■ Work required
Please write out all of the entries beneath this line exactly, skipping the pictures.

■ Dataset records
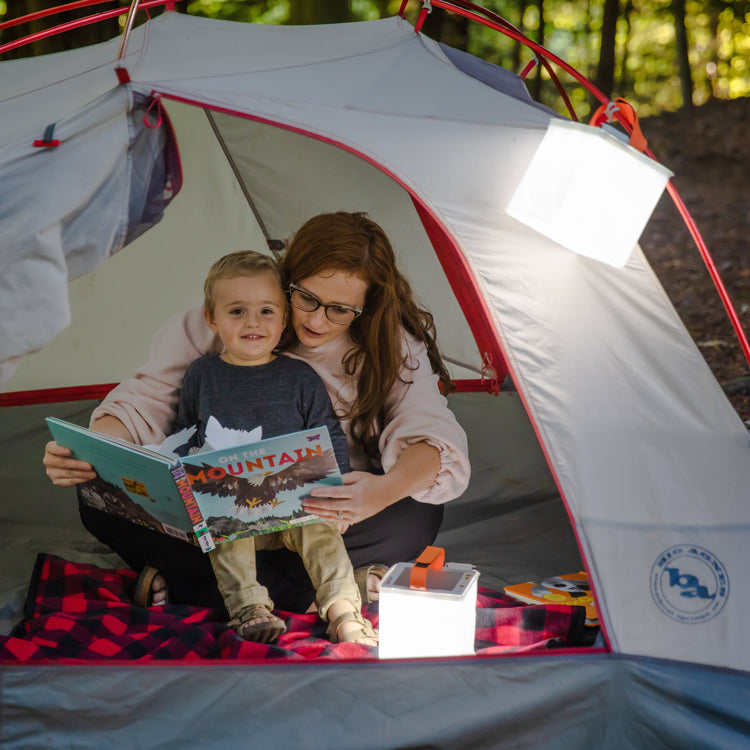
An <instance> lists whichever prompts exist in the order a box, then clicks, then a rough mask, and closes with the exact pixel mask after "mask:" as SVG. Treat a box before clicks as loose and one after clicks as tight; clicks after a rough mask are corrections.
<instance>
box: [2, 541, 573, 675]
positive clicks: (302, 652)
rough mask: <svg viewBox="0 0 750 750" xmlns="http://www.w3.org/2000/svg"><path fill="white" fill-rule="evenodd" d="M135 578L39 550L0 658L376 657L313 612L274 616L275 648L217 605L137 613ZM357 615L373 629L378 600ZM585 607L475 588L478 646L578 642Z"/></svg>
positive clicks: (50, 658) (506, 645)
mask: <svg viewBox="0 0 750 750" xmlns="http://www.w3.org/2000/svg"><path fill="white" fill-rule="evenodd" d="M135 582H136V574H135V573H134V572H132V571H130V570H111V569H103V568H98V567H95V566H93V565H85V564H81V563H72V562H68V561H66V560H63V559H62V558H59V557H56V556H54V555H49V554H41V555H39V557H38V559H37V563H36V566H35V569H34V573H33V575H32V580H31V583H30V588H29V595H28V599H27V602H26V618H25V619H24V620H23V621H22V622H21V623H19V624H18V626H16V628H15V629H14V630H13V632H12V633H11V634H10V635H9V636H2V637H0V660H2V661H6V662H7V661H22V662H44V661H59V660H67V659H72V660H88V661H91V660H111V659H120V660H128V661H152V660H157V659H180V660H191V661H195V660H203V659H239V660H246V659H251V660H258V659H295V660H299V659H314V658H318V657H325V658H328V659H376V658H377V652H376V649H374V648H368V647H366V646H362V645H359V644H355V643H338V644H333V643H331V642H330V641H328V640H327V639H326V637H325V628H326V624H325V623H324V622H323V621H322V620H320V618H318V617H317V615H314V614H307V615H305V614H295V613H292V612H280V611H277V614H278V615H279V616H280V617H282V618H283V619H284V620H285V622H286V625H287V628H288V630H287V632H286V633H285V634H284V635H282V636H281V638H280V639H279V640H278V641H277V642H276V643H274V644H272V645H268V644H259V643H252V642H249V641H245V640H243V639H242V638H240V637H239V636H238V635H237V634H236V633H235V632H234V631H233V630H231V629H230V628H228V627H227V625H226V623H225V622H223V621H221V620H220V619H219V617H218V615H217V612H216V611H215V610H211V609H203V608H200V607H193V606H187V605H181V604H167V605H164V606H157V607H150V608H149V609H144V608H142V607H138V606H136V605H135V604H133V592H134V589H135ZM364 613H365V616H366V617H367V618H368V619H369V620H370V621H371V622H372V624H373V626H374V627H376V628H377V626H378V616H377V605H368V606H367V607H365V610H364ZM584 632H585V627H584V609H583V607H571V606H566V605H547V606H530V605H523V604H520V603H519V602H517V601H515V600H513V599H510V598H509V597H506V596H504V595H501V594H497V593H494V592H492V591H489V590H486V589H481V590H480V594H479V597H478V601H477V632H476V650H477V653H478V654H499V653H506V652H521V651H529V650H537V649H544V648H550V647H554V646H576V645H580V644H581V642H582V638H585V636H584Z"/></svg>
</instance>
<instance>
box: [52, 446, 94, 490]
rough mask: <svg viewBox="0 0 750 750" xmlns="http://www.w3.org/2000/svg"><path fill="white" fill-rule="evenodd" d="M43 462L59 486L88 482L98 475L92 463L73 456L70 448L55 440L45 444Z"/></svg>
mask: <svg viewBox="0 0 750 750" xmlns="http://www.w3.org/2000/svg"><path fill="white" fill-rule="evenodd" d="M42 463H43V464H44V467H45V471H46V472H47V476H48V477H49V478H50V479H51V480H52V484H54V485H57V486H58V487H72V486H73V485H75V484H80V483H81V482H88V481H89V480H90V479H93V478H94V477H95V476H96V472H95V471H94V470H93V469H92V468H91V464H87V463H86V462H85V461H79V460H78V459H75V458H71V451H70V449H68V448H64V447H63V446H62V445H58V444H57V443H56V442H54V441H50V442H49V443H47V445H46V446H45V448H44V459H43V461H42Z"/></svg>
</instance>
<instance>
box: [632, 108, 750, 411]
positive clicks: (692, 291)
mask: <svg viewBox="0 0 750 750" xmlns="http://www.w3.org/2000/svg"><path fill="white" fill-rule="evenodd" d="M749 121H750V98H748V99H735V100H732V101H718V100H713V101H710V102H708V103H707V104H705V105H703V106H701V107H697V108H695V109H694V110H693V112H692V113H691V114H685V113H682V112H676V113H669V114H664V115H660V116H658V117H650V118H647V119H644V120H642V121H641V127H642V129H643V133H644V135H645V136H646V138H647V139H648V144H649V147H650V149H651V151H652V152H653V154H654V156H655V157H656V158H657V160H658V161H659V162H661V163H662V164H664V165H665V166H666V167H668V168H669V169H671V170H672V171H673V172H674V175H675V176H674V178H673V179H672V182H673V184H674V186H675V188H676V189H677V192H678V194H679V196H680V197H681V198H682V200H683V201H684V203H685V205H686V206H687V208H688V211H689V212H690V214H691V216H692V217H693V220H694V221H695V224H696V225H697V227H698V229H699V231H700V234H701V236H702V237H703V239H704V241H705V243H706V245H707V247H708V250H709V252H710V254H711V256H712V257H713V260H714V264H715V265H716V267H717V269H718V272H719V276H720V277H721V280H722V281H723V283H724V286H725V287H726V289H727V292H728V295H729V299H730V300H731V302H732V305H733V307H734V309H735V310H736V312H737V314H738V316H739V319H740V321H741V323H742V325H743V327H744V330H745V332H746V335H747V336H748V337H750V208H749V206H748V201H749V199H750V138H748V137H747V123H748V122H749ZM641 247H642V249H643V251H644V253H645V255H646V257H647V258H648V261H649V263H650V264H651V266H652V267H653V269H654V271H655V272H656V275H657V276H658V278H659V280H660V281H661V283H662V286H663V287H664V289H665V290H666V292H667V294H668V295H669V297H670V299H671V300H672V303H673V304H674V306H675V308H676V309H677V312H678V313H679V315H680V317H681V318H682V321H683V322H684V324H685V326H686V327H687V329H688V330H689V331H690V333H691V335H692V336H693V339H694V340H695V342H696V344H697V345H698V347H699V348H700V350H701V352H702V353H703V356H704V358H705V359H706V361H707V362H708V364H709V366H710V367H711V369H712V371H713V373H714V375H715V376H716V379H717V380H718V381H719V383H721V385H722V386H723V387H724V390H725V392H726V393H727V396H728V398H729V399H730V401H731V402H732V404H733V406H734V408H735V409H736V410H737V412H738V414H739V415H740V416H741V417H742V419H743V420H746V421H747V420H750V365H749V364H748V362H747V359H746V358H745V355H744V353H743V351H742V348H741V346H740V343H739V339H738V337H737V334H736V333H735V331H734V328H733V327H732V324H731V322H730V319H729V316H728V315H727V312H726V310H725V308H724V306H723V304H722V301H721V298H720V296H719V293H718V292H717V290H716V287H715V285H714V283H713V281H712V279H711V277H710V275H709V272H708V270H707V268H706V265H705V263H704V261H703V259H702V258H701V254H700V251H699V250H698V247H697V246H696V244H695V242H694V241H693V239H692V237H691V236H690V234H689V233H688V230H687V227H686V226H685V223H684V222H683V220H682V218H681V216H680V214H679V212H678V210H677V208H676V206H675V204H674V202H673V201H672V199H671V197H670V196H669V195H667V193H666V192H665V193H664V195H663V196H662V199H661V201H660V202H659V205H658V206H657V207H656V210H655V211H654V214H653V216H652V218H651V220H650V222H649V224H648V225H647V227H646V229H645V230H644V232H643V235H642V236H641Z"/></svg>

■ Exercise output
An <instance> lists whichever prompts exist in the order a box, then clicks, then a rough mask, and closes with the exact pixel mask after "mask:" as SVG. Treat a box before clicks as loose and one after clicks as tight; clicks after a rough mask are corrections.
<instance>
box: [2, 541, 573, 675]
positive clicks: (302, 652)
rough mask: <svg viewBox="0 0 750 750" xmlns="http://www.w3.org/2000/svg"><path fill="white" fill-rule="evenodd" d="M135 578L39 550L0 658L376 657L313 612L274 616L275 648L217 605L137 613ZM357 615L373 629L378 600ZM585 607L475 588L478 646L578 642Z"/></svg>
positive clicks: (50, 658) (506, 645)
mask: <svg viewBox="0 0 750 750" xmlns="http://www.w3.org/2000/svg"><path fill="white" fill-rule="evenodd" d="M135 582H136V574H135V573H134V572H132V571H130V570H111V569H103V568H98V567H95V566H93V565H85V564H81V563H72V562H68V561H66V560H63V559H62V558H59V557H56V556H54V555H49V554H41V555H39V557H38V559H37V563H36V566H35V569H34V573H33V575H32V580H31V583H30V588H29V595H28V599H27V602H26V618H25V619H24V620H23V621H22V622H21V623H19V624H18V626H16V628H15V629H14V630H13V632H12V633H11V634H10V635H9V636H2V637H0V660H2V661H6V662H7V661H22V662H44V661H59V660H67V659H72V660H88V661H91V660H111V659H120V660H128V661H152V660H157V659H180V660H191V661H195V660H203V659H239V660H246V659H251V660H258V659H295V660H299V659H314V658H318V657H325V658H328V659H376V658H377V652H376V649H374V648H368V647H366V646H362V645H359V644H355V643H338V644H333V643H331V642H330V641H328V640H327V639H326V637H325V628H326V624H325V623H324V622H323V621H322V620H320V618H318V617H317V615H314V614H307V615H305V614H295V613H292V612H280V611H277V614H278V615H279V616H280V617H282V618H283V619H284V620H285V622H286V625H287V628H288V630H287V632H286V633H285V634H284V635H282V636H281V638H280V639H279V640H278V641H277V642H276V643H274V644H272V645H268V644H259V643H252V642H249V641H245V640H243V639H242V638H240V637H239V636H238V635H237V634H236V633H235V632H234V631H233V630H231V629H230V628H228V627H227V625H226V623H225V622H223V621H221V620H220V619H219V617H218V615H217V612H216V611H215V610H211V609H203V608H200V607H193V606H187V605H181V604H167V605H164V606H157V607H150V608H149V609H144V608H142V607H138V606H136V605H135V604H133V592H134V589H135ZM364 613H365V616H366V617H367V618H368V619H369V620H370V621H371V622H372V624H373V626H374V627H376V628H377V626H378V616H377V605H368V606H367V607H365V610H364ZM584 632H585V627H584V609H583V607H571V606H566V605H547V606H530V605H523V604H520V603H519V602H517V601H515V600H513V599H510V598H509V597H506V596H504V595H501V594H497V593H494V592H492V591H489V590H486V589H481V590H480V594H479V597H478V601H477V632H476V650H477V653H478V654H499V653H506V652H521V651H529V650H537V649H544V648H550V647H554V646H576V645H580V644H581V642H582V638H585V636H584Z"/></svg>
</instance>
<instance>
box: [52, 446, 94, 490]
rough mask: <svg viewBox="0 0 750 750" xmlns="http://www.w3.org/2000/svg"><path fill="white" fill-rule="evenodd" d="M43 462L59 486L88 482L98 475L92 463L73 456L70 448L55 440L45 444Z"/></svg>
mask: <svg viewBox="0 0 750 750" xmlns="http://www.w3.org/2000/svg"><path fill="white" fill-rule="evenodd" d="M42 463H43V464H44V467H45V471H46V472H47V476H48V477H49V478H50V479H51V480H52V484H54V485H57V486H58V487H72V486H73V485H75V484H80V483H81V482H88V481H89V480H90V479H93V478H94V477H95V476H96V472H95V471H94V470H93V469H92V468H91V464H87V463H86V462H85V461H79V460H78V459H75V458H71V451H70V449H68V448H64V447H63V446H62V445H58V444H57V443H56V442H54V441H50V442H49V443H47V445H46V446H45V448H44V459H43V461H42Z"/></svg>
</instance>
<instance>
box: [632, 108, 750, 411]
positive clicks: (692, 291)
mask: <svg viewBox="0 0 750 750" xmlns="http://www.w3.org/2000/svg"><path fill="white" fill-rule="evenodd" d="M749 121H750V98H748V99H735V100H732V101H718V100H713V101H710V102H708V103H707V104H705V105H703V106H701V107H697V108H695V109H694V110H693V112H692V113H691V114H685V113H682V112H676V113H669V114H664V115H660V116H658V117H650V118H647V119H644V120H642V121H641V127H642V129H643V133H644V135H645V136H646V138H647V139H648V144H649V147H650V149H651V151H652V152H653V154H654V156H655V157H656V158H657V160H658V161H659V162H661V163H662V164H664V165H665V166H666V167H668V168H669V169H671V170H672V171H673V172H674V175H675V176H674V178H673V179H672V182H673V184H674V186H675V188H676V189H677V192H678V194H679V196H680V197H681V198H682V200H683V201H684V203H685V205H686V206H687V208H688V211H689V212H690V214H691V216H692V217H693V220H694V221H695V224H696V225H697V227H698V229H699V231H700V234H701V236H702V237H703V239H704V241H705V243H706V245H707V247H708V250H709V252H710V254H711V256H712V257H713V260H714V264H715V265H716V267H717V269H718V272H719V276H720V277H721V280H722V281H723V283H724V286H725V287H726V289H727V292H728V295H729V299H730V300H731V302H732V305H733V307H734V309H735V310H736V312H737V314H738V316H739V319H740V321H741V323H742V325H743V327H744V330H745V332H746V335H747V336H748V337H750V208H749V206H748V201H749V199H750V138H748V137H747V123H748V122H749ZM641 247H642V249H643V251H644V253H645V255H646V257H647V258H648V261H649V263H650V264H651V266H652V267H653V269H654V271H655V272H656V275H657V276H658V278H659V280H660V281H661V283H662V286H663V287H664V289H665V290H666V292H667V294H668V295H669V297H670V299H671V300H672V303H673V304H674V306H675V308H676V309H677V312H678V313H679V315H680V317H681V318H682V321H683V322H684V324H685V326H686V327H687V329H688V330H689V331H690V333H691V335H692V336H693V339H694V340H695V342H696V344H697V345H698V347H699V348H700V350H701V352H702V353H703V356H704V358H705V359H706V361H707V362H708V364H709V366H710V367H711V369H712V371H713V373H714V375H715V376H716V379H717V380H718V381H719V383H721V385H722V386H723V387H724V390H725V392H726V393H727V396H728V398H729V399H730V401H731V402H732V404H733V406H734V408H735V409H736V410H737V412H738V414H739V415H740V416H741V417H742V419H743V420H746V421H747V420H750V365H749V364H748V362H747V359H746V358H745V355H744V353H743V351H742V348H741V346H740V343H739V339H738V337H737V334H736V333H735V331H734V328H733V327H732V324H731V322H730V319H729V316H728V315H727V312H726V310H725V308H724V306H723V304H722V301H721V298H720V296H719V293H718V292H717V290H716V287H715V285H714V283H713V281H712V279H711V277H710V275H709V272H708V270H707V268H706V265H705V263H704V261H703V259H702V258H701V254H700V251H699V250H698V247H697V246H696V244H695V242H694V241H693V239H692V237H691V236H690V234H689V233H688V230H687V227H686V226H685V223H684V222H683V220H682V218H681V216H680V214H679V212H678V210H677V208H676V206H675V204H674V202H673V201H672V199H671V197H670V196H669V195H667V193H666V192H665V193H664V195H663V196H662V199H661V201H660V202H659V205H658V206H657V207H656V210H655V211H654V214H653V216H652V218H651V220H650V222H649V224H648V225H647V227H646V229H645V230H644V232H643V235H642V236H641Z"/></svg>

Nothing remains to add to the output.